Cette IA, c’est un peu la prise de conscience du grand public de ce qu’elle a raté ces dernières années… et des potentialités de ce qui ne constituait jusqu’alors qu’un bon sujet de science-fiction. Parmi elles, la possibilité de rédiger du code informatique et de créer un site web, de finir parmi les 10% d’étudiants qui ont les meilleures notes à l’examen du barreau d’avocats américain, et plus simplement, de tenir une longue conversation avec n’importe qui sur n’importe quel sujet. De là à faire ressurgir le spectre de Frankenstein ou du Terminator, et la peur du remplacement des humains par les machines qui va avec dans tous les pans de la société, il n’y a qu’un pas. Pas que visiblement, les experts du domaine, ont franchi en signant cette pétition.

GPT4, où « la banalité du mal » ?

Pour expliquer l’émergence de cette pétition, on peut se ramener à la récente tribune dans le New-York Times qu’a publié le philosophe et linguiste Noam Chomsky. Dans cette tribune, il pose cette simple question : est-il normal d’autoriser le grand public à converser avec un programme informatique capable de prendre toutes les positions, de justifier tous les points de vue, sans affirmer clairement et explicitement les frontières entre le « bien » et le « mal », entre ce qui est éthique, moral, et ce qui ne l’est pas ? N’est-ce pas la preuve d’une perte de repères profonde de notre société ?

Sans vouloir m’opposer à cet éminent philosophe, je pense que les raisons de notre peur concernant GPT4 ont une autre racine : l’absence de vision, d’objectifs, de projets clairs quant à l’utilisation de l’IA au sein de la société ! Parce que le vrai danger ne réside pas dans les – infinies ? – possibilités de l’IA mais dans ce qu’on en fera… comme toujours depuis que l’Homo Erectus a inventé le feu vers 400000 ans avant notre ère.
========================================================================
Consignes
A. Selon le texte sur GPT4, dans quel journal Noam Chomsky a-t-il publié sa tribune ?
B. Rédigez la suite du texte sur GPT4 à partir de sa dernière phrase.
Les items proviennent d'une source différente de celle du texte.

Descriptions de régions en langage naturel
========================================================================
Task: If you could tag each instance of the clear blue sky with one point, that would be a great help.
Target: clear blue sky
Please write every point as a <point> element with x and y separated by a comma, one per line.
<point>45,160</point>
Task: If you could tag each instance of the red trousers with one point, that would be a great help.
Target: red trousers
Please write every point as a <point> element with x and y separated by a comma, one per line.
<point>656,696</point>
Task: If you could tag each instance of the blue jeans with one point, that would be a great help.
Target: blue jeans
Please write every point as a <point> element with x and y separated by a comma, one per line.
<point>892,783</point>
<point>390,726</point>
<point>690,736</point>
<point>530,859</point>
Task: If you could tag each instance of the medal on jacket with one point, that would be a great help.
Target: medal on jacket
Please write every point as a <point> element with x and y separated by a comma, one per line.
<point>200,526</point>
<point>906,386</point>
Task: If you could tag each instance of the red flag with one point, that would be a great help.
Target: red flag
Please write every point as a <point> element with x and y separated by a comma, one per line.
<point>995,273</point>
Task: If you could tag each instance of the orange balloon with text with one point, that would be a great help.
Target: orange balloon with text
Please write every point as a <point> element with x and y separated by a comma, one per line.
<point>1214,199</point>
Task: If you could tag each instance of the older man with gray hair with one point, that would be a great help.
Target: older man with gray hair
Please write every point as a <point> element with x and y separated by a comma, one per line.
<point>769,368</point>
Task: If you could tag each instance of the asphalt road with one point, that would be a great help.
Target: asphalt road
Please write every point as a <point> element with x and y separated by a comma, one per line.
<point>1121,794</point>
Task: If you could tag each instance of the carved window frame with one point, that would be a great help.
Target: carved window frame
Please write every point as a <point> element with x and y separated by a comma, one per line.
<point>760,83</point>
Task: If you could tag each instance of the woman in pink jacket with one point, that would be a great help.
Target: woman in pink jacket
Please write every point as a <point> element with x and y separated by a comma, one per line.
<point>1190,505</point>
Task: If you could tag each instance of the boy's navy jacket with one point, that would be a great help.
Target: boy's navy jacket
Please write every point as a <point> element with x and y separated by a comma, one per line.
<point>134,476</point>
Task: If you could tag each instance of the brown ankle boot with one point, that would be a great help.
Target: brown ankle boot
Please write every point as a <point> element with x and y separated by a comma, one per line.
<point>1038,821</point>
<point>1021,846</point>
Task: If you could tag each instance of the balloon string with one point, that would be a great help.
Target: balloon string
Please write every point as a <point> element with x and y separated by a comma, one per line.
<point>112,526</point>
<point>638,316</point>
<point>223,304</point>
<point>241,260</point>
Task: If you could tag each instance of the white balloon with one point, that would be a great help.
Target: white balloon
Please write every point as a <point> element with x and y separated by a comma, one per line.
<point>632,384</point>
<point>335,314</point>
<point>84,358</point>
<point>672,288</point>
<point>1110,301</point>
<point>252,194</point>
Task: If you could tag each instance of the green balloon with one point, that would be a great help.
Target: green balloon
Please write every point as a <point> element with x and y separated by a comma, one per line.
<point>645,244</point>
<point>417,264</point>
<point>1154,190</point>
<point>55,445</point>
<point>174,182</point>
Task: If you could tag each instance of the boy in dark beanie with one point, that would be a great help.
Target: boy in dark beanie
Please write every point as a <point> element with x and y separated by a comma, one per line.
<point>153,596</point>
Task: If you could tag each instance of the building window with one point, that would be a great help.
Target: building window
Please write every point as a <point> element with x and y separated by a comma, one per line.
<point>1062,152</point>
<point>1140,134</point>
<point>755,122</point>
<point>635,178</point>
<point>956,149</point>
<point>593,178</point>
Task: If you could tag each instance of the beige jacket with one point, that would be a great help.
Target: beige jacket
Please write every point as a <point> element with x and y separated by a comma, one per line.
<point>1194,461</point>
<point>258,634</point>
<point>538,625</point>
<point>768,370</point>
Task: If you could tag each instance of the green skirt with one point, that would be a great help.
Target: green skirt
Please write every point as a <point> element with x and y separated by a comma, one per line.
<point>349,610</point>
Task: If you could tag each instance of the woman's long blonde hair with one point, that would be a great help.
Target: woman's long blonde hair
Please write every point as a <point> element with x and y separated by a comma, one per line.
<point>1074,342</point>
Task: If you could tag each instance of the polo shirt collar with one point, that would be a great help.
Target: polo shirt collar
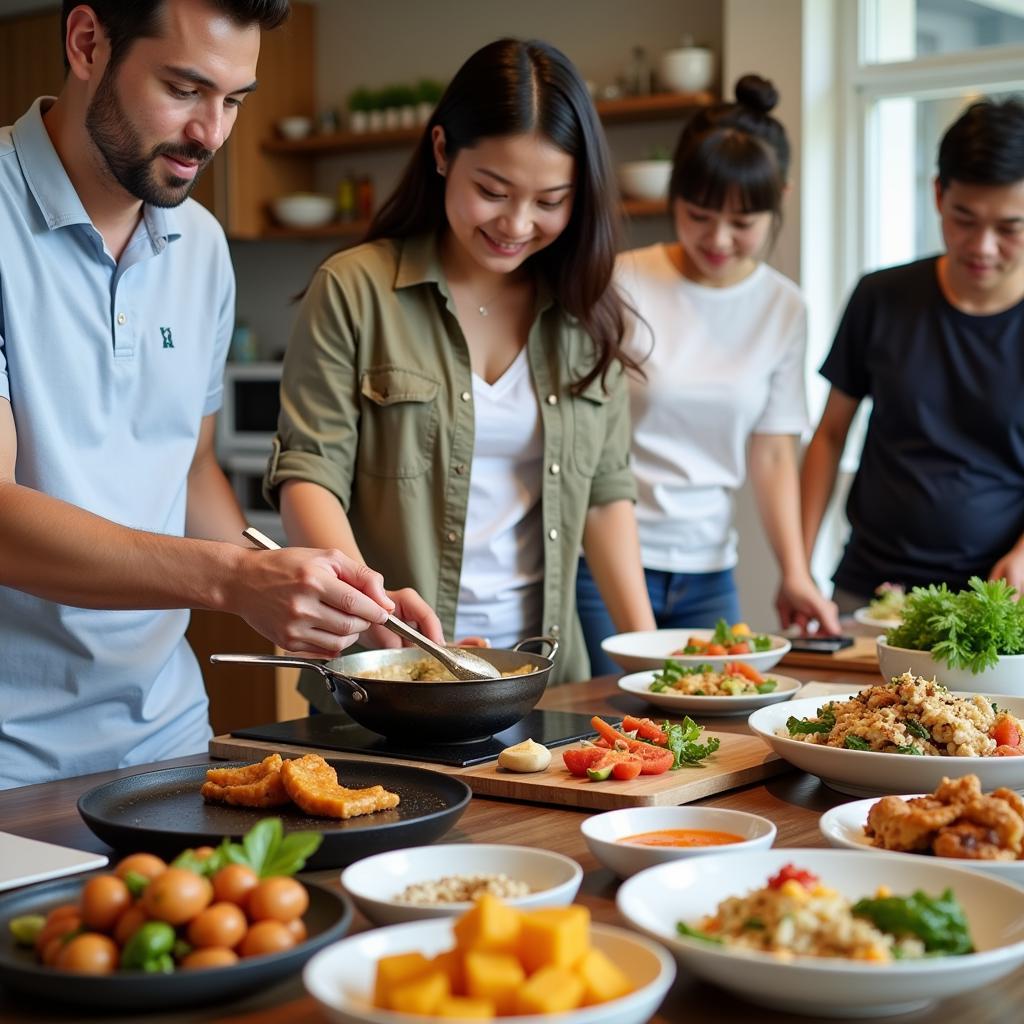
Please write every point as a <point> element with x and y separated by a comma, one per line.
========================================================================
Réponses par tâche
A. Dans le New-York Times.

B.
L’IA, mais pour quoi faire ?

Lorsque j’étais rentré de l’Université de la Singularité en 2017, j’avais publié un article expliquant que l’on jouait actuellement aux apprentis sorciers en cherchant à explorer les infinis territoires de l’innovation… sans avoir aucune idée en tête sur ce que l’on souhaitait y trouver, sur ce dont nous avions réellement besoin. C’est bien le spectre de cette question qui ressurgit aujourd’hui : innove-t-on parce qu’on le peut, ou parce qu’on le doit ?

En ce qui concerne l’intelligence artificielle, ses usages, loin de remplacer l’humain au travail ou de déshumaniser notre société, pourraient au contraire venir alléger notre travail quand nous le trouvons trop pénible, ce qui semble être le cas à en croire le débat autour de la réforme des retraites. Pour peu que nous définissions les cas d’usages attendus, et que nous nous assurions que l’IA rende bien les services dont nous avons besoin. GPT4, loin de transformer les enfants en perroquets, pourrait favoriser le développement d’une plus grande discrimination de l’information. Pour peu que l’Education Nationale entraine les enfants à le faire.

Conclusion

Je pourrais appliquer ce raisonnement à l’infini, dans tous les domaines. Il ne s’agit donc pas tant d’arrêter les travaux de recherche afférents à GPT4 que de :

  • Définir un projet de société clair quant à la fameuse fantasmagorie du « vivre ensemble »
  • De définir le rôle et les usages attendus de la technologie, et en particulier de l’IA, dans le développement de cette société
  • De former le grand public afin de s’assurer de la bonne utilisation des outils proposés
  • De mettre les acteurs développant des IA en face de leurs responsabilités quand celles-ci ne répondent pas aux objectifs qu’on leur a fixés.

Vaste programme certes, mais programme dont on ne peut probablement pas faire l’économie… sous peine de voir l’effroi succéder à l’enthousiasme sur des cycles de plus en plus courts, comme l’incarne à merveille cette pétition.